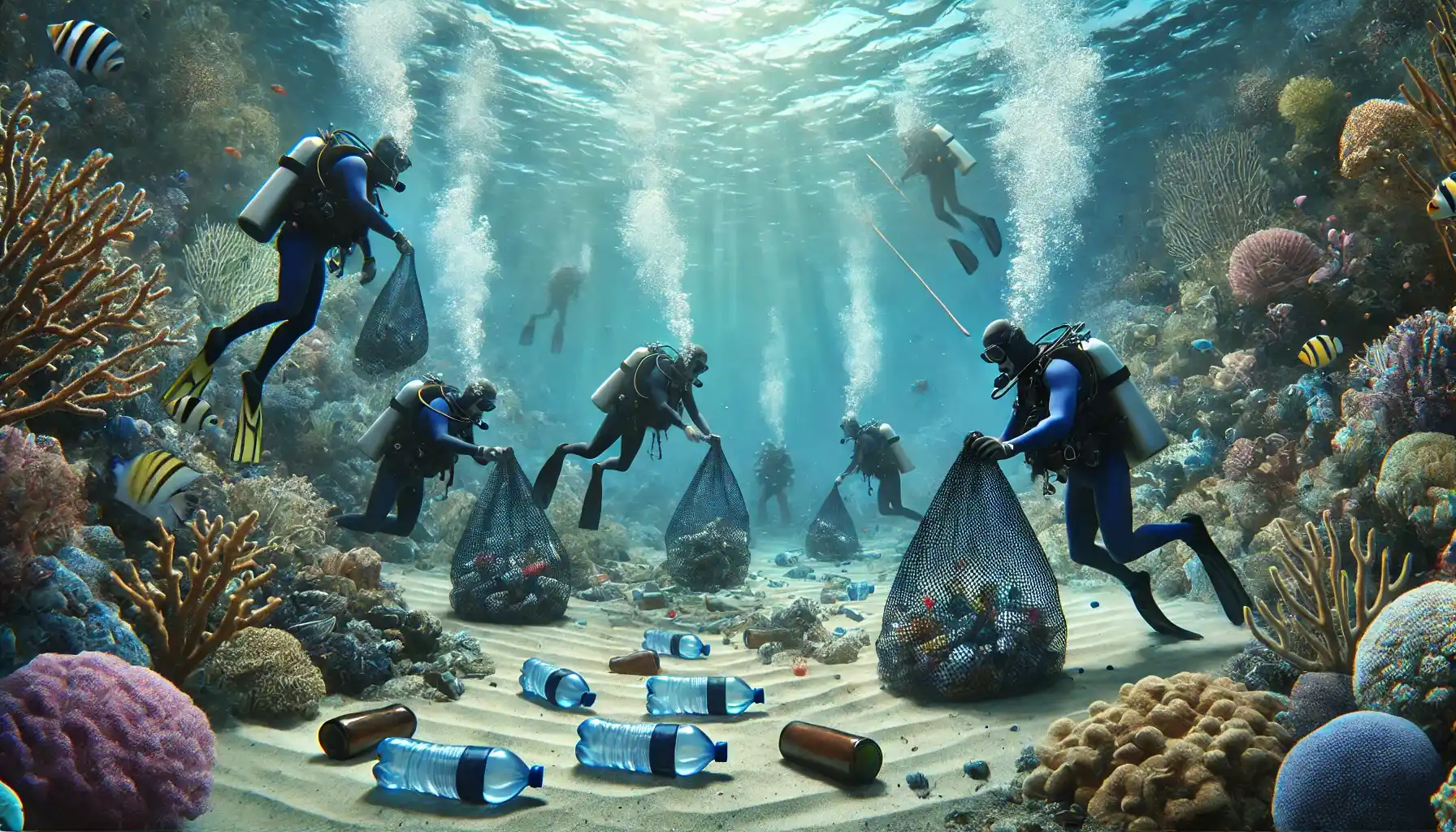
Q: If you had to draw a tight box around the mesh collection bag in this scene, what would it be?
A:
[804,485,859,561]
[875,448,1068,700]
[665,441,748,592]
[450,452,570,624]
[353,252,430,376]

* * *

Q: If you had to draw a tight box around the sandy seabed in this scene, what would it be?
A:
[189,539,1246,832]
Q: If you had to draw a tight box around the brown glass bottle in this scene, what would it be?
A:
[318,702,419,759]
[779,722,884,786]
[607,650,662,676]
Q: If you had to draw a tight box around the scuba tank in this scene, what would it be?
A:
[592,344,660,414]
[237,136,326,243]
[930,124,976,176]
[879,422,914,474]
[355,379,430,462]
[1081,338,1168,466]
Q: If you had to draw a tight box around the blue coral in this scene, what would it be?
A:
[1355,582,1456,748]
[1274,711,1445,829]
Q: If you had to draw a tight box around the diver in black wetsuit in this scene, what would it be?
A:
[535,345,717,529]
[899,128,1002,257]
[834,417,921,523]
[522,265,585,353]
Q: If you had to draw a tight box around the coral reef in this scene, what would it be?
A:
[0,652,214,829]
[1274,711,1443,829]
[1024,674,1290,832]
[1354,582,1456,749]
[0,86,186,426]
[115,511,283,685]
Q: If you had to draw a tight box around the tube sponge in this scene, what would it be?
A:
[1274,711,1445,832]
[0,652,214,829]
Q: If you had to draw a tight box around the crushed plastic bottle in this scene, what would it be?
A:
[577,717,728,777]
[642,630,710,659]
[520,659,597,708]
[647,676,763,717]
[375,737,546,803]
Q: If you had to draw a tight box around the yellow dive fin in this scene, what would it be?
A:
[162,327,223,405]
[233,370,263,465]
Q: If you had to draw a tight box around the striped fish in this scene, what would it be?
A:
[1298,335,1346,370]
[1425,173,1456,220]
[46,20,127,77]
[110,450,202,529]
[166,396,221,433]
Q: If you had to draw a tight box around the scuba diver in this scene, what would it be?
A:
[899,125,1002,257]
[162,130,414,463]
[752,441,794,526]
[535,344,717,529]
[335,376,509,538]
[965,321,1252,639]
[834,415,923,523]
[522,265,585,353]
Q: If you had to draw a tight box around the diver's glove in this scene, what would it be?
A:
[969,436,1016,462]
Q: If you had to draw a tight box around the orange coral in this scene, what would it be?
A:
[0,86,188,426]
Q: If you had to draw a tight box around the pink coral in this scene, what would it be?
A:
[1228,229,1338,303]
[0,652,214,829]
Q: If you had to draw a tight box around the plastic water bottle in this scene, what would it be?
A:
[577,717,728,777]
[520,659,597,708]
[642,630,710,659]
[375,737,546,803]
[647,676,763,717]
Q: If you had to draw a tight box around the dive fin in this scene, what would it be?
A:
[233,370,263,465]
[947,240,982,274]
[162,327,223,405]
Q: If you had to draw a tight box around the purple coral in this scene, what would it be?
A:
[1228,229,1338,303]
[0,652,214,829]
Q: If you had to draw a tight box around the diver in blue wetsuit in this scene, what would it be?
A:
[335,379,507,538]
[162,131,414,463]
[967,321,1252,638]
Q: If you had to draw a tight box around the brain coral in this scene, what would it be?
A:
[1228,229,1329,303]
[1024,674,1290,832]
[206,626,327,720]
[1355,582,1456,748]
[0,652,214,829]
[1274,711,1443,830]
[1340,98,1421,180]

**GIVEN TASK**
Format the stretch of lines above, from the line containing "seabed in this scene, what would it be?" through the line containing "[607,650,662,676]", as a Markdown table with the columns Row and Line. Number the rows, include both end lines, and leave out any blank lines.

**SOLVED PROBLEM**
| Row | Line |
|---|---|
| 1 | Q: If you had to draw a tight box around the sandy seabed in this scene, what would it be? |
| 2 | A: |
| 3 | [189,539,1246,832] |
| 4 | Q: If you had to draw a tight box around the brown glass bottle in this scene, what would it be? |
| 5 | A: |
| 6 | [318,702,419,759] |
| 7 | [779,722,884,786] |
| 8 | [607,650,662,676] |